Rewrite the lines starting with the line containing "of the thick" and going on through the line containing "column 945, row 330", changing "zone-entry log" to "point survey log" and leaving everything else unchanged.

Source material:
______________________________
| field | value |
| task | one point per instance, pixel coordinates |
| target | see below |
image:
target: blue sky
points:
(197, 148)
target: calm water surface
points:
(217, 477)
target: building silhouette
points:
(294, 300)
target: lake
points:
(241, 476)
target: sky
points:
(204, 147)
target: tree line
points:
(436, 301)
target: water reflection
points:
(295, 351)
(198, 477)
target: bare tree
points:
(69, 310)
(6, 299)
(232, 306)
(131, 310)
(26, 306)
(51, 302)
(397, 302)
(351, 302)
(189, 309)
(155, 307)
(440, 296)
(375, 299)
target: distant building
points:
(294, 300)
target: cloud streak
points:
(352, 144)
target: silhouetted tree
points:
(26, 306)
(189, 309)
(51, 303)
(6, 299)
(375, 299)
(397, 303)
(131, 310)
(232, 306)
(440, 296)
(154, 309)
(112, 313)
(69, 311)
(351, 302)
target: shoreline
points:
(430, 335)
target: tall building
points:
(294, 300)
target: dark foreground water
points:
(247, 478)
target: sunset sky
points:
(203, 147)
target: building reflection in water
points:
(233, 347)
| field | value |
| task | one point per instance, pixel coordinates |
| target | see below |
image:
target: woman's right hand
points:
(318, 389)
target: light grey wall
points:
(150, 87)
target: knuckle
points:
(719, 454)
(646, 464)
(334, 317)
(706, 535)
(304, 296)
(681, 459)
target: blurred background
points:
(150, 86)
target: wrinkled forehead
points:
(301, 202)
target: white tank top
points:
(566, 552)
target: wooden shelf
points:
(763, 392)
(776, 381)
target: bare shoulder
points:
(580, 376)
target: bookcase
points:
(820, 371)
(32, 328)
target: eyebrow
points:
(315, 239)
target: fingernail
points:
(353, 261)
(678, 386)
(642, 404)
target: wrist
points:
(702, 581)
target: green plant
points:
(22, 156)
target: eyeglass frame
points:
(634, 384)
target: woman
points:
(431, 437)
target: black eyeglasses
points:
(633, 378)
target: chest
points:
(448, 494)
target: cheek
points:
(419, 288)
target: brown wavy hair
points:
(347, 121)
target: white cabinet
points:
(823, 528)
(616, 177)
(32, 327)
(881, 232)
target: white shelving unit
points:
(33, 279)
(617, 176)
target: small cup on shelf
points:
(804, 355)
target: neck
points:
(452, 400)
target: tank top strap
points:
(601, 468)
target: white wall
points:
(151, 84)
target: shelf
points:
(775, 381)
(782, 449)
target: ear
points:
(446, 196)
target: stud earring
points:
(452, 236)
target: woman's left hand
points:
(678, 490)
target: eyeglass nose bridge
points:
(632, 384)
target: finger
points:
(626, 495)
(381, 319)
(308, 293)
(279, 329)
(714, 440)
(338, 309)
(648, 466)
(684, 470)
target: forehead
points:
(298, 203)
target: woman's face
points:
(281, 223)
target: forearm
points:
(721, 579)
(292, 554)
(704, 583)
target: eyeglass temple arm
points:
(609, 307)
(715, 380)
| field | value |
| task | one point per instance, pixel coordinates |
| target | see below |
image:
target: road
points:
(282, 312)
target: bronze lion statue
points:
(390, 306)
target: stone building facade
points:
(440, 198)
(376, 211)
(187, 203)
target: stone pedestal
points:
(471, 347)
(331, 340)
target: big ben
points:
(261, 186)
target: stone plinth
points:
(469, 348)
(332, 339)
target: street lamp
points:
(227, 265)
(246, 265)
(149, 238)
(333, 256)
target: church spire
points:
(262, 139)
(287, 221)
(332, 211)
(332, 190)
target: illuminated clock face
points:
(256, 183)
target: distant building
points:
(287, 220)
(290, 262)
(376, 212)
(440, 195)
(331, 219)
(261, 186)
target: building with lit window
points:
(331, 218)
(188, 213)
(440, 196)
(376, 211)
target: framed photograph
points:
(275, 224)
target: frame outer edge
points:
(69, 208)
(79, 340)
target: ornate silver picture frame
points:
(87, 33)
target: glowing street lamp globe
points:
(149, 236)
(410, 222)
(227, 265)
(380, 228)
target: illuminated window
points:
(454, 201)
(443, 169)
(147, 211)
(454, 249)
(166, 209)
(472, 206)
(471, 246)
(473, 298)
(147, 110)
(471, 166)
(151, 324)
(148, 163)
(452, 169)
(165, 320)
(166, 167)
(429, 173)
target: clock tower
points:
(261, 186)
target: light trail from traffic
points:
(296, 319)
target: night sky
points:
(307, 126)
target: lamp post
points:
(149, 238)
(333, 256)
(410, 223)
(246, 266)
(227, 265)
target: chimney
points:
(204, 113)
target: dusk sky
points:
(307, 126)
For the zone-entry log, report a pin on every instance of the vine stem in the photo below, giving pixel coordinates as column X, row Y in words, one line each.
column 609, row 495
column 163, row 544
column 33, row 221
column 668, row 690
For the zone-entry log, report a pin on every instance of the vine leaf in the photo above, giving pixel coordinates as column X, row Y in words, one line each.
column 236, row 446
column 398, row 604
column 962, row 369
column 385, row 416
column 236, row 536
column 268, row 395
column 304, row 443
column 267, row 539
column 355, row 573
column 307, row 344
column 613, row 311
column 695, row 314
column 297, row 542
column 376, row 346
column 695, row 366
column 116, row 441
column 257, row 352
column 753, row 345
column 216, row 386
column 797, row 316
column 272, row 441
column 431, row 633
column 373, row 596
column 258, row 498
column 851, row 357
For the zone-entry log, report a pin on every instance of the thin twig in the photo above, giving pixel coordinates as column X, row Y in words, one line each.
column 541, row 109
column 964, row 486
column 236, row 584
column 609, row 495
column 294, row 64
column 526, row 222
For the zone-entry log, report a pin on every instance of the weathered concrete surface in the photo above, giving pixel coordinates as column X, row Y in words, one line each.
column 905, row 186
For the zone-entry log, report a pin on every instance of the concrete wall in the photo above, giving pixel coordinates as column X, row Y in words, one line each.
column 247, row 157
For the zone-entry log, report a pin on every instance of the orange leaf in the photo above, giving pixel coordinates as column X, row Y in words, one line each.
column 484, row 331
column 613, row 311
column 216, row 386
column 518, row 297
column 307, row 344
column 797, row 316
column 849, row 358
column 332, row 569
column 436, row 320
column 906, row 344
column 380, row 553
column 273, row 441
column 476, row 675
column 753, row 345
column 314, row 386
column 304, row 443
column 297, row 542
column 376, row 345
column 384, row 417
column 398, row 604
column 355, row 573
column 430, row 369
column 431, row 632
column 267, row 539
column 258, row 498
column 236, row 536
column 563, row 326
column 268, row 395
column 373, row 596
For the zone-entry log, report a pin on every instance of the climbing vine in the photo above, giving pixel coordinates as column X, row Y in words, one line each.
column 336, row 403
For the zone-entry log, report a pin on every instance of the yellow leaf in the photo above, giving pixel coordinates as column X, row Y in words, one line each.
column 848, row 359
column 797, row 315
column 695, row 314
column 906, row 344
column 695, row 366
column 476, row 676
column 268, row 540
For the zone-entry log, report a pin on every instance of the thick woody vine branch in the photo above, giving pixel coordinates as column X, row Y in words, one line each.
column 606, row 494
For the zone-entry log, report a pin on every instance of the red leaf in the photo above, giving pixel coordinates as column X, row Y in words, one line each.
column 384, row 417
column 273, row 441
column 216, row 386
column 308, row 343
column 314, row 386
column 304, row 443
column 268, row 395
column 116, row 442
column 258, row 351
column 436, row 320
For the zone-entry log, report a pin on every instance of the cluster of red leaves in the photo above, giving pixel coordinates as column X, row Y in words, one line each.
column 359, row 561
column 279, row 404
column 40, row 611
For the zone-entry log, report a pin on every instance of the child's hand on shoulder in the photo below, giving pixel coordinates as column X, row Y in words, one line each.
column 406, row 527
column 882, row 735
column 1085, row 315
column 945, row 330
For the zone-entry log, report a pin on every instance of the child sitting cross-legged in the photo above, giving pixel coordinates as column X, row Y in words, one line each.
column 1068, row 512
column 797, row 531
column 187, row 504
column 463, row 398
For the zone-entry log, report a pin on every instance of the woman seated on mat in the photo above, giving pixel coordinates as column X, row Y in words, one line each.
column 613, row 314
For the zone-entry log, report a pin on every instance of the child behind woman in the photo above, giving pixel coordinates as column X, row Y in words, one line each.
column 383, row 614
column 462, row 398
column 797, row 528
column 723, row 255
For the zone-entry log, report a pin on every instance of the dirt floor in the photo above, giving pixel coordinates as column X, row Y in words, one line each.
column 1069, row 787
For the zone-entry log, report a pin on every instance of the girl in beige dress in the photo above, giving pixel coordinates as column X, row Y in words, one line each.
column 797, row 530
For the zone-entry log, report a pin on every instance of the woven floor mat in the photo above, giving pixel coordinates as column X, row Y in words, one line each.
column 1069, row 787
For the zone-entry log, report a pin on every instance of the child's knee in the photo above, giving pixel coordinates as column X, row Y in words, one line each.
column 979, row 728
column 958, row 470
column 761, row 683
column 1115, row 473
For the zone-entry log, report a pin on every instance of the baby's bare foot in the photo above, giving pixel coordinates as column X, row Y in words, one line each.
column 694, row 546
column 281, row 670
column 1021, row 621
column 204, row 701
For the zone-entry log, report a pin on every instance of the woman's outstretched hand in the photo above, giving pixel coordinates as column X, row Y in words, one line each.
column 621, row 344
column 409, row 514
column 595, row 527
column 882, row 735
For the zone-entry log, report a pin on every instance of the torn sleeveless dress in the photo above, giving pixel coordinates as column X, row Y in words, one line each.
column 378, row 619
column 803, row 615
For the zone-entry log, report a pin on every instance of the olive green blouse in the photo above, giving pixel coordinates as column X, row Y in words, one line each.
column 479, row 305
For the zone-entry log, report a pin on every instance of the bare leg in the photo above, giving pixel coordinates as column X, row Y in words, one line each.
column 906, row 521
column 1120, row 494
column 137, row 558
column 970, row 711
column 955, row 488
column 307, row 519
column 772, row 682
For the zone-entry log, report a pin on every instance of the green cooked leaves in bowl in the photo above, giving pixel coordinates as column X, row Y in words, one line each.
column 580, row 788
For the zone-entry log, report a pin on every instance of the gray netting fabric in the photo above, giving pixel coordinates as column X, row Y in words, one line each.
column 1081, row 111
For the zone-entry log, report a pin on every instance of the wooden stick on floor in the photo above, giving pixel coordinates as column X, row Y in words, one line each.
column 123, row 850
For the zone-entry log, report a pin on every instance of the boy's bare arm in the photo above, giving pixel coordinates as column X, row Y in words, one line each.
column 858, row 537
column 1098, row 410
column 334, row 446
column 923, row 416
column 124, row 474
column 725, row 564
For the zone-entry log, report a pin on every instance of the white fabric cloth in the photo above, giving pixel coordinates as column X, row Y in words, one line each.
______________________________
Task result:
For the point survey log, report a pin on every instance of the thick woody vine branch in the photo above, giving pixel coordinates as column X, row Y in words, one line each.
column 606, row 494
For the point survey log, report a pin on every instance of the red leaf in the photo above, giving pixel coordinates as column X, row Y in words, one line each.
column 384, row 417
column 273, row 441
column 216, row 386
column 308, row 343
column 314, row 386
column 304, row 443
column 268, row 395
column 116, row 442
column 258, row 351
column 436, row 320
For the point survey log, report a pin on every instance of the cluster of red leaves in the photo above, giving pixel coordinates as column X, row Y in words, one line each.
column 359, row 561
column 279, row 404
column 40, row 611
For the point survey log, report a pin on every instance of the child's hand on shoulder in the photo below, giving pixel coordinates as column X, row Y in words, one line each.
column 406, row 527
column 882, row 735
column 1085, row 315
column 945, row 330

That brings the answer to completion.